Start of Items
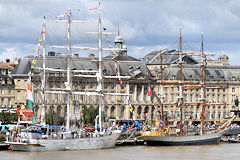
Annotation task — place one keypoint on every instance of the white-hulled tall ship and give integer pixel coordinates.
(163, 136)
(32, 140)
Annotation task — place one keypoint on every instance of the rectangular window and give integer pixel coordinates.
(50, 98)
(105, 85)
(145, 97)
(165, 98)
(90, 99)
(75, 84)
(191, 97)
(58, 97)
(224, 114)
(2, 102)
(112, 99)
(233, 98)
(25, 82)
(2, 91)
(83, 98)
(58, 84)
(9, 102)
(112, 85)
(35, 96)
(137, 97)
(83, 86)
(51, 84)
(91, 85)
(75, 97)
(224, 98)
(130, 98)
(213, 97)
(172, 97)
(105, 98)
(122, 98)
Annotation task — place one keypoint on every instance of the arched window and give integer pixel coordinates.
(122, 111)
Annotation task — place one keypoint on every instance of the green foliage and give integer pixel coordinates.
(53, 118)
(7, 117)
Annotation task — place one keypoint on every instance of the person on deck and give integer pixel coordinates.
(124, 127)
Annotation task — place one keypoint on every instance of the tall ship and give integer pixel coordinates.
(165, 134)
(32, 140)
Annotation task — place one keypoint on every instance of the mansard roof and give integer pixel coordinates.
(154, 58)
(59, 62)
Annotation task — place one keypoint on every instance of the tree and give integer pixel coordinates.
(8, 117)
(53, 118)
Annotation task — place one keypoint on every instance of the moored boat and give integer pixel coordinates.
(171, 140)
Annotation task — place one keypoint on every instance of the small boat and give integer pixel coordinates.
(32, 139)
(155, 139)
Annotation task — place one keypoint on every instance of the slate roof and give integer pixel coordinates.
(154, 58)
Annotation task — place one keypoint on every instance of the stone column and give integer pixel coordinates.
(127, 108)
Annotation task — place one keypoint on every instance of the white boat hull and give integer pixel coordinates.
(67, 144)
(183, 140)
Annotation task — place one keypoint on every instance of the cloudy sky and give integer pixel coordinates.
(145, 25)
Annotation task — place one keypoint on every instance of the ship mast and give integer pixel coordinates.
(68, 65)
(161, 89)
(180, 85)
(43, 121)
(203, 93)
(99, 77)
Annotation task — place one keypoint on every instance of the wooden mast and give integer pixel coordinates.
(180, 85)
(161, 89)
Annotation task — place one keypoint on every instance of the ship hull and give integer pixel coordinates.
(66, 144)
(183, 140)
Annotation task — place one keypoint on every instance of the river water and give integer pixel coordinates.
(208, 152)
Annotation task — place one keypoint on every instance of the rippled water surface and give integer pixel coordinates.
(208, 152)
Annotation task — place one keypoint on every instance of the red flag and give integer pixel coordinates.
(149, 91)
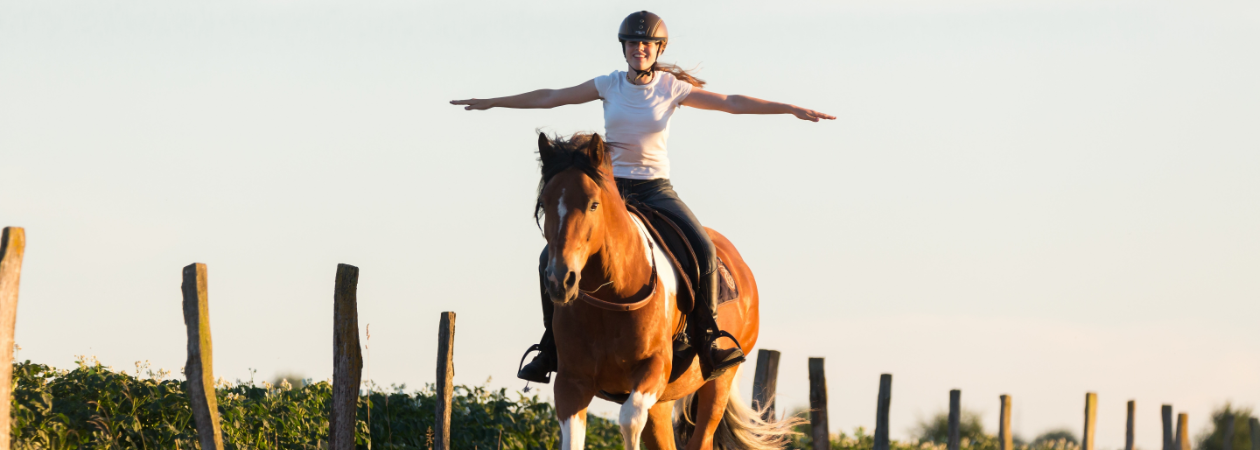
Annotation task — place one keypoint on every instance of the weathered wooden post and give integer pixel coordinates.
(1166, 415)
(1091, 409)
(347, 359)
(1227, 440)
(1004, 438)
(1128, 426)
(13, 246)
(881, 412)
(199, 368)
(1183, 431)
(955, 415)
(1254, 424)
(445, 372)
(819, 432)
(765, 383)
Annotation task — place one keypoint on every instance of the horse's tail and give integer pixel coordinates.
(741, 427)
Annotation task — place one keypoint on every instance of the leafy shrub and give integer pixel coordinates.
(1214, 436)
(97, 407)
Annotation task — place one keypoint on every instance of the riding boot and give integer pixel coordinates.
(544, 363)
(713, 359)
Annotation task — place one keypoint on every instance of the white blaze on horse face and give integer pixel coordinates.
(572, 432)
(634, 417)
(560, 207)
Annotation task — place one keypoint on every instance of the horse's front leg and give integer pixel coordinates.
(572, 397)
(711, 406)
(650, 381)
End of Items
Start of Items
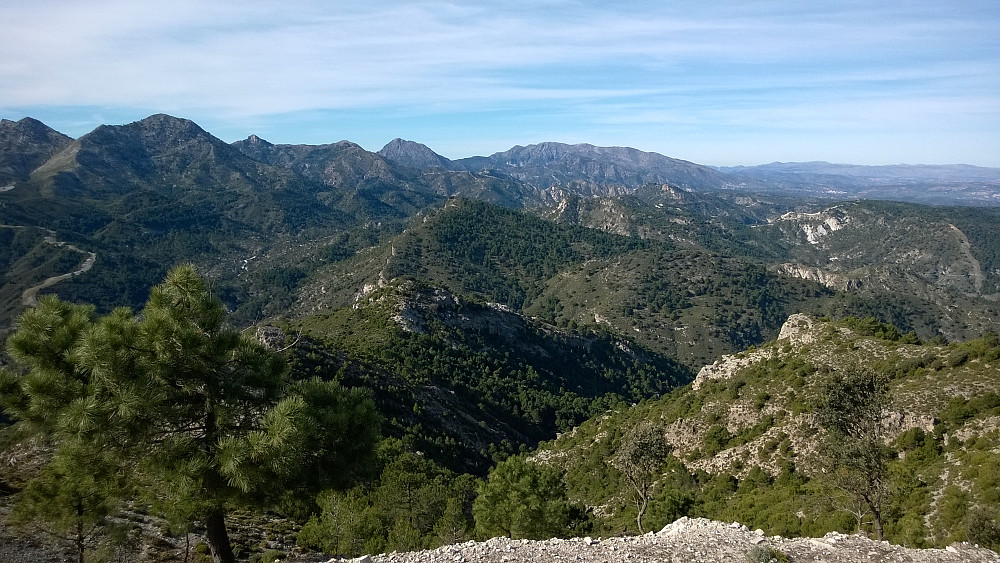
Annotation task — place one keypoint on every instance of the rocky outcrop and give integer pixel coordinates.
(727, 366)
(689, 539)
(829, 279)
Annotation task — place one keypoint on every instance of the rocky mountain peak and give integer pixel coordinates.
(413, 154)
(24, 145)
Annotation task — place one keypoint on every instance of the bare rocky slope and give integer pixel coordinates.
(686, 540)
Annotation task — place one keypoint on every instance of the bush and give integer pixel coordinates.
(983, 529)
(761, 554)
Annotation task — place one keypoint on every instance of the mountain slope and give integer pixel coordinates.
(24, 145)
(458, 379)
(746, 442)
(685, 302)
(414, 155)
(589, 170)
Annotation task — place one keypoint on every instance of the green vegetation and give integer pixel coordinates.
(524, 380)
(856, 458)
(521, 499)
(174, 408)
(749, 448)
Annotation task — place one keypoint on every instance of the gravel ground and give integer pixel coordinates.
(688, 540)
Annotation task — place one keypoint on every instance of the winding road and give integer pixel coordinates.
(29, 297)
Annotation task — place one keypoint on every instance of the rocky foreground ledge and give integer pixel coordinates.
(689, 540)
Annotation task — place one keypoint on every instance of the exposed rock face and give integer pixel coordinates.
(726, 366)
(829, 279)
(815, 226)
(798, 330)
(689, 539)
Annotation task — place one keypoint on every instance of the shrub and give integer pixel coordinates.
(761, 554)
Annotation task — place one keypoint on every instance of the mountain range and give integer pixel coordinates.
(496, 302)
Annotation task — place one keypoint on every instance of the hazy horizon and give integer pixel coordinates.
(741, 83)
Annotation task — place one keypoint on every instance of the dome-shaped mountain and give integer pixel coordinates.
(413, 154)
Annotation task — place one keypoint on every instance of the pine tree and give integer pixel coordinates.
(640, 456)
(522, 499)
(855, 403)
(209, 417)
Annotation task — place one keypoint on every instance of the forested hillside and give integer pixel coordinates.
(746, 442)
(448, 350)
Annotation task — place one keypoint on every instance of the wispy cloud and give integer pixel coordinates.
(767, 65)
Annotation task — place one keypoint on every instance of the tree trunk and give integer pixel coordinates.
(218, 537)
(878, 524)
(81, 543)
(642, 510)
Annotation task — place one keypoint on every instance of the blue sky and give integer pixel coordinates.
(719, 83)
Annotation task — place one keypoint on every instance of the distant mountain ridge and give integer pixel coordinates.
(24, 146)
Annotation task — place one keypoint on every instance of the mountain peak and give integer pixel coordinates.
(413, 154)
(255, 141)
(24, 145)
End of Items
Start of Items
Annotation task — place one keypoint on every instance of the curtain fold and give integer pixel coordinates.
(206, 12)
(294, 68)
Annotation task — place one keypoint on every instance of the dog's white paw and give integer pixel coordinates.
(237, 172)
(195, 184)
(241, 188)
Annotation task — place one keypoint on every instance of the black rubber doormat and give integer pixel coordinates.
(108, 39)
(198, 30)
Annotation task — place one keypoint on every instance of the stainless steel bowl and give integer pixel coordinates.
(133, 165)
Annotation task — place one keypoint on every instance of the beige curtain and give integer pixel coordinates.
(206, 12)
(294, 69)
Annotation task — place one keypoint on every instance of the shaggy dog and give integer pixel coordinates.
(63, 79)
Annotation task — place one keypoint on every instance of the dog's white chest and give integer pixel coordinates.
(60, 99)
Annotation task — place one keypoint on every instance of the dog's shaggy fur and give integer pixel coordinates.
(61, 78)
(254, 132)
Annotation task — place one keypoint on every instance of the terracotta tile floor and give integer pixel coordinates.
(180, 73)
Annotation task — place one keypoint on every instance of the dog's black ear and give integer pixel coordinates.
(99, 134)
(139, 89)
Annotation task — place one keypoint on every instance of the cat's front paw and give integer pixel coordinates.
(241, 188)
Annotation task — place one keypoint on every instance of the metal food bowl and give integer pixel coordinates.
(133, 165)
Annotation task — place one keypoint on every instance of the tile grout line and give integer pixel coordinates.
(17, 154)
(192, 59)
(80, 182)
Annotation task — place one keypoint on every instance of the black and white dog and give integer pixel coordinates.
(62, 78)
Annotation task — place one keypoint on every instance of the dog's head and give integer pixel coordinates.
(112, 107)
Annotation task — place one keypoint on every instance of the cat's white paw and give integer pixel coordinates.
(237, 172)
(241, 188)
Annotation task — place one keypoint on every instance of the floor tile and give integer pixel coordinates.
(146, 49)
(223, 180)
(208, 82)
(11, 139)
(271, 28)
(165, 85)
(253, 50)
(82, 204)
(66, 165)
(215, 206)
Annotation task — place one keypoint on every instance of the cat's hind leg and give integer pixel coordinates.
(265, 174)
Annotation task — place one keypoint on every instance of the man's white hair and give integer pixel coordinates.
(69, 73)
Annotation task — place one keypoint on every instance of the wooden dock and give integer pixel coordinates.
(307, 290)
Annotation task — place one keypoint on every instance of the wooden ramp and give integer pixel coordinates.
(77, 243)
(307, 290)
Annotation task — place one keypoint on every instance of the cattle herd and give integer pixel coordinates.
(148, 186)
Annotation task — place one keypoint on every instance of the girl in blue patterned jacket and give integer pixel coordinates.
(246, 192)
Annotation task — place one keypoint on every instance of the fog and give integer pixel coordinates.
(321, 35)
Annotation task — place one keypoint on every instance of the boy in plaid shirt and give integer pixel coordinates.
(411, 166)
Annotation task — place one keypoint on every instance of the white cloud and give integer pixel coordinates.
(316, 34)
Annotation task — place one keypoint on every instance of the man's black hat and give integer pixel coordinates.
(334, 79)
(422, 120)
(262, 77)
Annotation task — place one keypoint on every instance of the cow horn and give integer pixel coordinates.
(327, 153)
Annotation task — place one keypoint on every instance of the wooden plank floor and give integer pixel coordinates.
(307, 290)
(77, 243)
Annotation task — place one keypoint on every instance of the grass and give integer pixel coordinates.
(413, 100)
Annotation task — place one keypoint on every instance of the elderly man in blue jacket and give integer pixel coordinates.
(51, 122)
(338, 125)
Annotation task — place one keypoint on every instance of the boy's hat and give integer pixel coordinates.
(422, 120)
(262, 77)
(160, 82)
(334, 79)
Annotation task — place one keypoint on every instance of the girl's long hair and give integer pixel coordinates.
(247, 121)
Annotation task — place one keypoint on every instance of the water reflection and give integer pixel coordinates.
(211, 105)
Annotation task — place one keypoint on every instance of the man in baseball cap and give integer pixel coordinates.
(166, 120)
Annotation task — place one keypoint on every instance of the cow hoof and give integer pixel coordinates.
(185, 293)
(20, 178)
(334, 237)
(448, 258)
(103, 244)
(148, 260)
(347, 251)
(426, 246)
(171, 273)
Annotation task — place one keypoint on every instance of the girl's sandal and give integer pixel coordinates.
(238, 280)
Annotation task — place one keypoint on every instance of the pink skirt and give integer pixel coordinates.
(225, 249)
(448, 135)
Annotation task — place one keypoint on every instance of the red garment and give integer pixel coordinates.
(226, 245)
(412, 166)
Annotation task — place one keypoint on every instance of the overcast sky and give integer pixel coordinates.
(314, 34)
End of Items
• **Your goal**:
Locate every line in the items above that contains the word "black", and copy each of those lines in full.

• **Exercise result**:
Annotation task — place one keypoint on every instance of the black rubber doormat and give integer pixel coordinates.
Annotation task — place one keypoint on every instance of the dog's black ear and give integer pixel coordinates.
Annotation task — place one keypoint on every instance of the black and white dog and give integer pixel coordinates.
Annotation task — place one keypoint on every instance of the man's black hat and give integer pixel coordinates.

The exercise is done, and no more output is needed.